-- Start RECORDS SHOWN --

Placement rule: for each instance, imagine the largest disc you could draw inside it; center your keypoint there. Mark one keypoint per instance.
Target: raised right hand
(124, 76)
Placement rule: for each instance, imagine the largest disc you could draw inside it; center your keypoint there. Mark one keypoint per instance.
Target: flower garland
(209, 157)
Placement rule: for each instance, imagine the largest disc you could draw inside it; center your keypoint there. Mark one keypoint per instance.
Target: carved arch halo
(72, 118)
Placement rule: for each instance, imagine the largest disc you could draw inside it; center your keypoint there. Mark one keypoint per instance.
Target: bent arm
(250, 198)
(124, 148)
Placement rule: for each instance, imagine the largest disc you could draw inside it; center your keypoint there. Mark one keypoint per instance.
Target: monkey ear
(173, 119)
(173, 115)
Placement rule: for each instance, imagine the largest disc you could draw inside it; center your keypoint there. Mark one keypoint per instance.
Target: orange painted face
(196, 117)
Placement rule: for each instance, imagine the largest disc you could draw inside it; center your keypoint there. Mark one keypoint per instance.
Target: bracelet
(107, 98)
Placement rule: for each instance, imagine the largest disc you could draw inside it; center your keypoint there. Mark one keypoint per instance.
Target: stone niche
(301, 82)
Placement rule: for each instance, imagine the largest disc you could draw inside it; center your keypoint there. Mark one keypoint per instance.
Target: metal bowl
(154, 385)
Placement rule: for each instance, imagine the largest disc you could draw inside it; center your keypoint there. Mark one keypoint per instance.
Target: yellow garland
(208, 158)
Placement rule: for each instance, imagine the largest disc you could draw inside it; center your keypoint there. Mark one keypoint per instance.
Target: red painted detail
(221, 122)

-- End RECORDS SHOWN --

Rewrite every line of the records above, requests included, and scale each keypoint coordinate in the answers by 0.45, rounding to whole numbers with halves going up.

Placement rule: for each instance, imagine the largest disc you could draw inside it; center your keypoint there. Mark one keypoint per instance.
Target: raised right hand
(56, 34)
Placement rule: for each instance, imagine the largest disc you could draw inside it; center your keypoint there. Mark one keypoint per instance.
Target: flower garland
(94, 71)
Placement rule: for each instance, imagine the largest disc you could draw inside it; center your keypoint there. Mark one keypoint per instance.
Target: carved arch halo
(32, 53)
Placement rule: for each instance, imagine the largest disc you could draw inside it; center your keypoint there. Mark one keypoint per instance.
Target: bent arm
(113, 89)
(56, 67)
Placement rule: for each instance, imagine the largest disc you could draw inside it; center your keypoint there. Mark one keypoint per instance.
Target: monkey ear
(78, 54)
(78, 52)
Placement rule: for each instance, imagine the largest disc you could draw inside it; center your keypoint there. Mark one keypoint per instance.
Target: orange painted face
(88, 53)
Placement rule: for each instance, imagine the largest disc you could draw inside it; center your keypoint there. Mark one keypoint per instance.
Target: bracelet
(48, 44)
Placement rule: for each instance, imagine the largest disc you could draw inside it; center your keypoint there. Mark one keypoint per instance.
Target: stone niche
(135, 37)
Placement rule: for each instance, imagine the largest disc you could draw inside it; center your keypoint there. Mark one keypoint per instance.
Target: metal bowl
(69, 173)
Placement rule: for each instance, imagine the largest disc you could draw inside it; center your keypoint there. Mark one keypoint per instance.
Target: yellow garland
(94, 71)
Placement rule: for each instance, imagine the largest disc you could draw inside it; center your keypoint there. Mark one keypoint per instance.
Target: red painted detail
(99, 55)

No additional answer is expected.